THE PROBLEM | Restating the data exactly is the whole task.
---------------
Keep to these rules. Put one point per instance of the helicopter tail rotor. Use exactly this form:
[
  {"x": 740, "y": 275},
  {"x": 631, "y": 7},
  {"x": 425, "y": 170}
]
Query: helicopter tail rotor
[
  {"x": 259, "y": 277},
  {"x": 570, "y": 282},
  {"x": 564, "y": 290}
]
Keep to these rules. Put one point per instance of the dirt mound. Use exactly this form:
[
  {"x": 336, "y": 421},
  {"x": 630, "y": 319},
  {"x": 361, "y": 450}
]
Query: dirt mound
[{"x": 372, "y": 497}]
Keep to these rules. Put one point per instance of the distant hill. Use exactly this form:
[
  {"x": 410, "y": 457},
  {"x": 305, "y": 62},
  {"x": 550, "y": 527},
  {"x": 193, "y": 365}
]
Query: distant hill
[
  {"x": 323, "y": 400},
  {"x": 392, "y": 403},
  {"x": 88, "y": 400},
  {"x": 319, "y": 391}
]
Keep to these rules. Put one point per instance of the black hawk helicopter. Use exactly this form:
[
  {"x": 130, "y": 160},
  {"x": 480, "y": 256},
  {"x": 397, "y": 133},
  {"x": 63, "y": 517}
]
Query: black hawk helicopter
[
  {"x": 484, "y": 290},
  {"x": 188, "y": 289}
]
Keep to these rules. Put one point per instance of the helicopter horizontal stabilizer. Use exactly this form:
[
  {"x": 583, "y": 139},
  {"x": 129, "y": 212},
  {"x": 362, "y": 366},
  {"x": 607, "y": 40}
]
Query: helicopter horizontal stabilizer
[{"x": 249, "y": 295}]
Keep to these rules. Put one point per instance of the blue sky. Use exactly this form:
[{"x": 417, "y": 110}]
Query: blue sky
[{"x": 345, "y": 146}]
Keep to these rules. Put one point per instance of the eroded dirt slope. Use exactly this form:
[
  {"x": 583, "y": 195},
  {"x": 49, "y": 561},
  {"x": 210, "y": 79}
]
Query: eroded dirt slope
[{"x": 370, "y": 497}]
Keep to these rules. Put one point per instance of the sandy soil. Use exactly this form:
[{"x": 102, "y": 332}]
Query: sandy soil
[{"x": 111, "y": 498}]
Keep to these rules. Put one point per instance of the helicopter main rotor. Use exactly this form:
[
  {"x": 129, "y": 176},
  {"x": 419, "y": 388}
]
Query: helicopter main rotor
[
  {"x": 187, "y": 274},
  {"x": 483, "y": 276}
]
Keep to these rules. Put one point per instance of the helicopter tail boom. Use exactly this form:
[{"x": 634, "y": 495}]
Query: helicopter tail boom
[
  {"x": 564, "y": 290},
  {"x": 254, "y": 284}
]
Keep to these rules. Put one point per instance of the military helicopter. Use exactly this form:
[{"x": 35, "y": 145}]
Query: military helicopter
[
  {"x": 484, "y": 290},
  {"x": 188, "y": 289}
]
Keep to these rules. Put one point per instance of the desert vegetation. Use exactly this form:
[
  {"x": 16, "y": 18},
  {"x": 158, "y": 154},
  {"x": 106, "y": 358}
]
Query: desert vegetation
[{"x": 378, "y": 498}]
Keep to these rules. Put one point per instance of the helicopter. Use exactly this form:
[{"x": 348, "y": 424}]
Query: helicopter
---------------
SOLUTION |
Keep to these rules. Put one point per instance of the helicopter tail rotor. Use exactly this form:
[
  {"x": 740, "y": 275},
  {"x": 631, "y": 7},
  {"x": 425, "y": 170}
]
Query: helicopter tail rotor
[
  {"x": 259, "y": 277},
  {"x": 570, "y": 282},
  {"x": 564, "y": 290}
]
Keep to these rules. Put one point per instance of the dirt mound. Use exactly this form:
[
  {"x": 336, "y": 421},
  {"x": 630, "y": 319},
  {"x": 361, "y": 450}
]
Query: dirt mound
[{"x": 372, "y": 497}]
Keep to these rules. Put one point per instance of the distant hill. Use exactly this form:
[
  {"x": 410, "y": 457},
  {"x": 305, "y": 62},
  {"x": 550, "y": 527},
  {"x": 193, "y": 365}
]
Query: distant hill
[
  {"x": 323, "y": 400},
  {"x": 392, "y": 403},
  {"x": 88, "y": 400},
  {"x": 319, "y": 391}
]
Keep to these rules. Put one point per instance of the black hawk helicopter. Use exactly this form:
[
  {"x": 130, "y": 160},
  {"x": 480, "y": 256},
  {"x": 397, "y": 133},
  {"x": 63, "y": 517}
]
Query: black hawk helicopter
[
  {"x": 484, "y": 290},
  {"x": 188, "y": 289}
]
Keep to these rules. Put one point per instance of the helicopter horizontal stabilizer. Use exactly this form:
[
  {"x": 583, "y": 139},
  {"x": 129, "y": 212},
  {"x": 362, "y": 366},
  {"x": 607, "y": 40}
]
Query: helicopter horizontal stabilizer
[{"x": 249, "y": 295}]
Keep to these rules. Put one point per instance of the blue sky. Use exactly this form:
[{"x": 417, "y": 110}]
Query: blue sky
[{"x": 345, "y": 146}]
Keep to these rules. Put one point per instance of the eroded dirt slope. Use exactly this form:
[
  {"x": 583, "y": 195},
  {"x": 49, "y": 561},
  {"x": 210, "y": 79}
]
Query: eroded dirt slope
[{"x": 370, "y": 497}]
Keep to these rules. Put one point per instance of the sandy soil. Use exactly this form:
[{"x": 102, "y": 332}]
Query: sandy soil
[{"x": 111, "y": 498}]
Keep to these rules. Put one point per instance of the helicopter main rotor. Use exactly this form:
[
  {"x": 129, "y": 176},
  {"x": 419, "y": 388}
]
Query: helicopter main rotor
[
  {"x": 187, "y": 274},
  {"x": 483, "y": 276}
]
Keep to these rules. Put one point per instance of the helicopter tail boom. Use exactly this form:
[{"x": 634, "y": 495}]
Query: helicopter tail boom
[
  {"x": 564, "y": 290},
  {"x": 254, "y": 284}
]
Keep to these rules. Put one point per instance of the military helicopter. Use exactly this form:
[{"x": 35, "y": 145}]
Query: military helicopter
[
  {"x": 484, "y": 290},
  {"x": 188, "y": 289}
]
Keep to these rules. Put one point per instance of the desert vegetation. Use exactly this form:
[
  {"x": 16, "y": 18},
  {"x": 158, "y": 154},
  {"x": 106, "y": 358}
]
Query: desert vegetation
[{"x": 378, "y": 498}]
Keep to these rules. Put one point per instance of the helicopter. Use exactly this form:
[{"x": 348, "y": 424}]
Query: helicopter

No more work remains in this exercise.